[Dataset excerpts]
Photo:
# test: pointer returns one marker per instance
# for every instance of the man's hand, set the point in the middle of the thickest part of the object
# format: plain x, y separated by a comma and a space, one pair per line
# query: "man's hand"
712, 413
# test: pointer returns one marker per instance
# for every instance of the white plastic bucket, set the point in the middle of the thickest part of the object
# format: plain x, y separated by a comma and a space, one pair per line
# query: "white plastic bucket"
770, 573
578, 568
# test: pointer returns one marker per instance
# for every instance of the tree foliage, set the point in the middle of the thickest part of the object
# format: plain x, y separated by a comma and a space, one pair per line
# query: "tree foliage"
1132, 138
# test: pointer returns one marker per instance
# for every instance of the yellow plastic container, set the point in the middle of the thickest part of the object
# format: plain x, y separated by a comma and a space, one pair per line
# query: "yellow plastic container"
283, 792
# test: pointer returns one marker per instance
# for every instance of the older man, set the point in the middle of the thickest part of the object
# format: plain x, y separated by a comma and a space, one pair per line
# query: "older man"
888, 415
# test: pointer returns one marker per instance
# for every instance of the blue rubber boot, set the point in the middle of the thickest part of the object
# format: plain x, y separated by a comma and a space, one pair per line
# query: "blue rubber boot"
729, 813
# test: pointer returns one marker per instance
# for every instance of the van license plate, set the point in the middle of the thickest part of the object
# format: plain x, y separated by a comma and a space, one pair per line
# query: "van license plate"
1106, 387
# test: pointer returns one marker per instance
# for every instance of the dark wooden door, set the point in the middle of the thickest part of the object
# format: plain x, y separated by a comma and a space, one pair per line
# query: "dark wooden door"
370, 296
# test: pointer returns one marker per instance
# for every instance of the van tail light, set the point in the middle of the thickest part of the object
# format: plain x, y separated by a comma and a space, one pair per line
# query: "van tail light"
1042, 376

* **About this exercise**: Set down the records again without altering a word.

* **The answer**:
Photo:
# test: pointer returns one marker per instance
# for every instance of the man's hand, set the point in the middle of the thickest part of the object
# format: plain x, y separated by a comma and a space, one pair per line
# query: "man's hand"
712, 413
# test: pointer returns one marker per instance
# for every instance of the white plastic bucket, set the point in the middle of the thickest part of the object
# format: plain x, y separated by a comma and a space, one pair per line
# query: "white plastic bucket"
770, 573
578, 568
# test: pointer returns one marker per instance
# for every instance of the tree foliage, set the point in the middle of the thickest part of the object
# format: plain x, y separated by a comma and a space, one pair per line
# query: "tree foliage"
1132, 138
# test: pointer returns one marker per instance
# for every instance of the yellow plastic container, set the point in the middle of the thickest part of the object
# format: plain x, y separated by a comma and a space, one pair per line
# query: "yellow plastic container"
283, 792
# test: pointer returns one marker per instance
# for every instance of the older man, set the point in the middle of the thickest part of the object
# format: plain x, y separated by a comma and a space, one pair per line
# query: "older man"
888, 415
# test: pointer returns one marker per instance
# for every instance of the blue rubber boot, set the point in the middle of the thickest part of the object
# format: plain x, y separated by a comma and a space, one pair per line
# query: "blue rubber boot"
729, 813
# test: pointer returns one marker per instance
# for every instance of the van license plate, set the point in the middle of the thickest part of the object
# format: plain x, y separated by a comma and a space, one pair per line
# query: "van license plate"
1106, 387
# test: pointer returns one marker per instance
# for every instance of the dark wooden door, set the point in the middle of the thickest part of the object
# format: plain x, y separated by a comma and a space, one pair per line
# query: "dark wooden door"
370, 296
# test: pointer returns one marker per instance
# for every instance of the van tail light, set the point in the middle of the thickest part of the object
# format: plain x, y separated by a comma and a space, one pair per line
# query: "van tail light"
1042, 376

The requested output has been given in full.